#### PASSAGE TO READ ####

The second count alleges the object of the conspiracy to have been to injure and oppress, and to reduce to beggary and want, certain employes of said corporation, naming them, and to deprive them of their said employment, and to prevent them from getting employment elsewhere, and to force said corporation, against its will, to discharge said persons, etc. The means of accomplishing said purposes are then set out, and are similar to those set out in the first count.

In the third count, the object, as alleged, was, by indirect means, to impoverish the Carrington Publishing Company, a corporation engaged in publishing a daily newspaper called "The Journal & Courier," a newspaper and advertising medium; and the means agreed upon was by lessening and destroying the circulation of said newspaper, and by inducing, by threats and persuasions, subscribers, advertisers, and others from further patronizing said newspaper, etc.

The fourth count is like the third, with the additional allegation that the defendants induced one person to discontinue his subscription to said newspaper, and attempted to induce sundry other persons from advertising therein, and that the corporation was greatly damaged.

The fifth count alleges that the defendants conspired together to impoverish one Alfred W. Gleason, to reduce him to want and beggary, and to hinder and deprive him from using and exercising his trade and business as a printer in the employ of said corporation, by inducing and causing, by threats and persuasions, said corporation to discharge said Gleason from its employ, and thereafter to refrain from employing him, etc.

The sixth count is like the fifth, except that two other persons are named with Gleason as the persons to be injured, etc.

We assume that it was the intention of the attorney to charge but one offense, as all the counts are manifestly based upon one and the same transaction. The first count seems to embrace the substance of all the others, so that we have no occasion further to consider the different counts separately.

We will next inquire what is a criminal conspiracy. We will not attempt to formulate in a single sentence a definition which will embrace every case of conspiracy which the law will regard as criminal. Such a definition will of necessity embrace, not only a great variety of subjects, but also many distinct and independent classes of subjects. We shall therefore have a better understanding of the matter if we consider each part of such a definition by itself, each part having reference to a class of objects or purposes which may form the subject of a criminal conspiracy.

In the first place, it seems to be generally conceded that, if two or more persons confederate and agree together to commit some crime or misdemeanor, such confederation or agreement is itself an offense. Here we are hardly on debatable ground, and here we will pause and apply this partial definition to this information. A statute passed in 1878 provides that "every person who shall threaten or use any means to intimidate any person to compel such person, against his will, to do or abstain from doing any act which such person has a legal right to do, or shall persistently follow such person in a disorderly manner, or injure or threaten to injure his property, with intent to intimidate him, shall, upon conviction, be liable to a fine not exceeding $100, or imprisonment in the county jail six months." This statute was unquestionably designed as a substitute for the act of 1877, which doubtless had its origin in the apprehension which prevailed throughout the country at the time of and soon after the trouble on the Pennsylvania Railroad, during which there was such an immense destruction of property at Pittsburgh. The operation of that act was limited to railroad, gas, and telegraph companies. The act of 1878 removed the limitation, and was designed to protect all persons, natural or artificial, employers or employes, in the management and control of their own business. It simply extended the remedy. We cannot, therefore, limit the act of 1878 to subjects embraced in the act of 1877 without doing violence to the manifest intention of the legislature.

#### DATASET EXTRACT ####

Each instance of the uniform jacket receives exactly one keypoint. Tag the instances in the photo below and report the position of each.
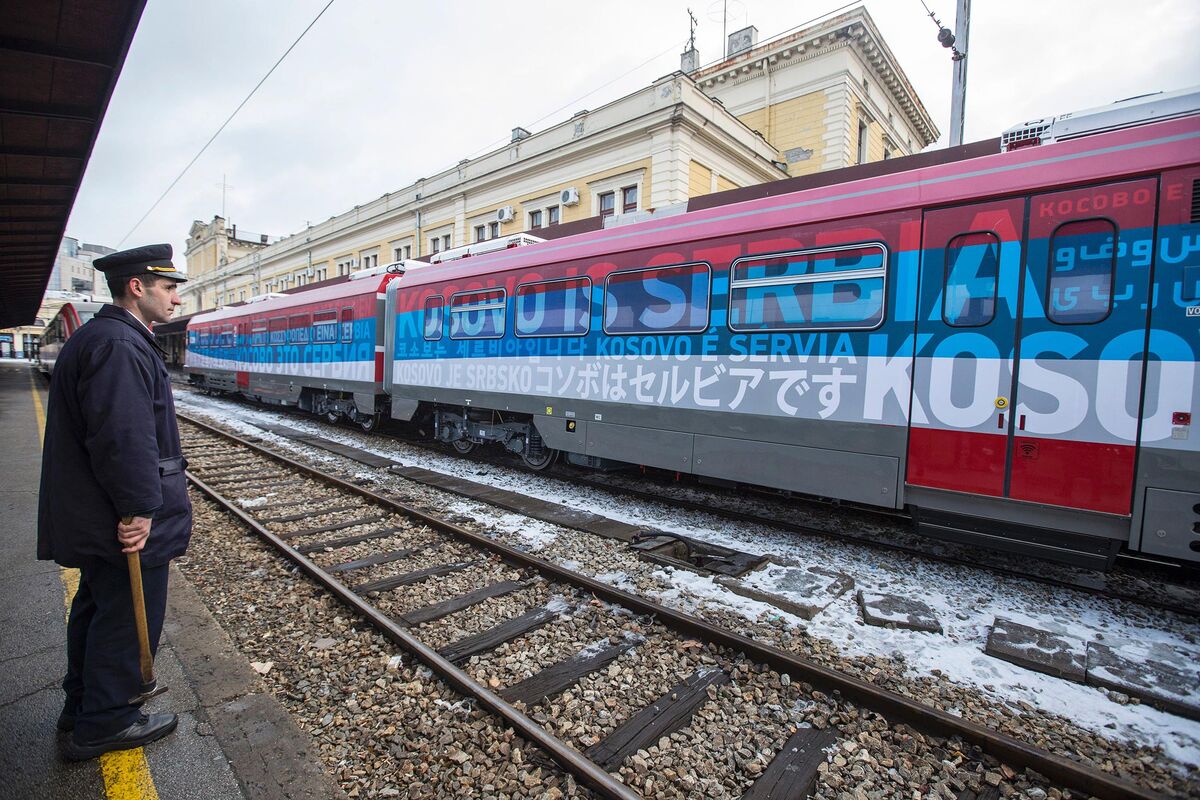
(112, 447)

####

_TASKS AND EXERCISES_
1. Under the 1878 statute quoted in the conspiracy opinion, what is the maximum fine upon conviction?
2. Carry on the conspiracy opinion from its final sentence.

_WRITTEN ANSWERS_
1. A fine not exceeding $100.

2.
Do the acts which it is alleged the defendants conspired to do fall within the prohibition of the act of 1878? They propose to threaten and use means (the boycott) to intimidate the Carrington Publishing Company to compel it, against its will, to abstain from doing an act (to keep in its employ the workmen of its own choice) which it had a legal right to do, and to do an act (employ the defendants, and such persons as they should name) which it had a legal right to abstain from doing. There can be but one answer to the question. The acts proposed are clearly prohibited by the statute.

We might perhaps stop here, but the arguments of the case took a much wider range; and the case itself will justify, and the times in which we live seem to require, a more extended examination of the subject. Conspiracies against the government, and conspiracies to hinder or obstruct the administration of justice, which are also regarded as criminal conspiracies, need not be considered in this case. It has often been said that a conspiracy to effect an unlawful purpose, or a lawful purpose by unlawful means, is an offense. But this is said to be a limitation, rather than a definition. It certainly lacks def-initeness. Many acts are said to be unlawful which would not be the subject of a criminal conspiracy. Other acts are unlawful because they are in violation of the criminal law, or of some penal statute. If the ends or the means are criminal in themselves, or contrary to some penal statute, the conspiracy is clearly an offense. Between these two extremes a great variety of cases may arise, many of which ought not to be regarded as criminal. Suppose two or more boys, for instance, agree to go upon another's land. The proposed act is or may be a trespass, and therefore unlawful. If they do not go, no harm is done. If they do go, they are or may be liable civilly, but no one would seriously contend that in either case they would be liable criminally, for the conspiracy. But suppose two or more conspire unjustly and wrongfully to deprive another of...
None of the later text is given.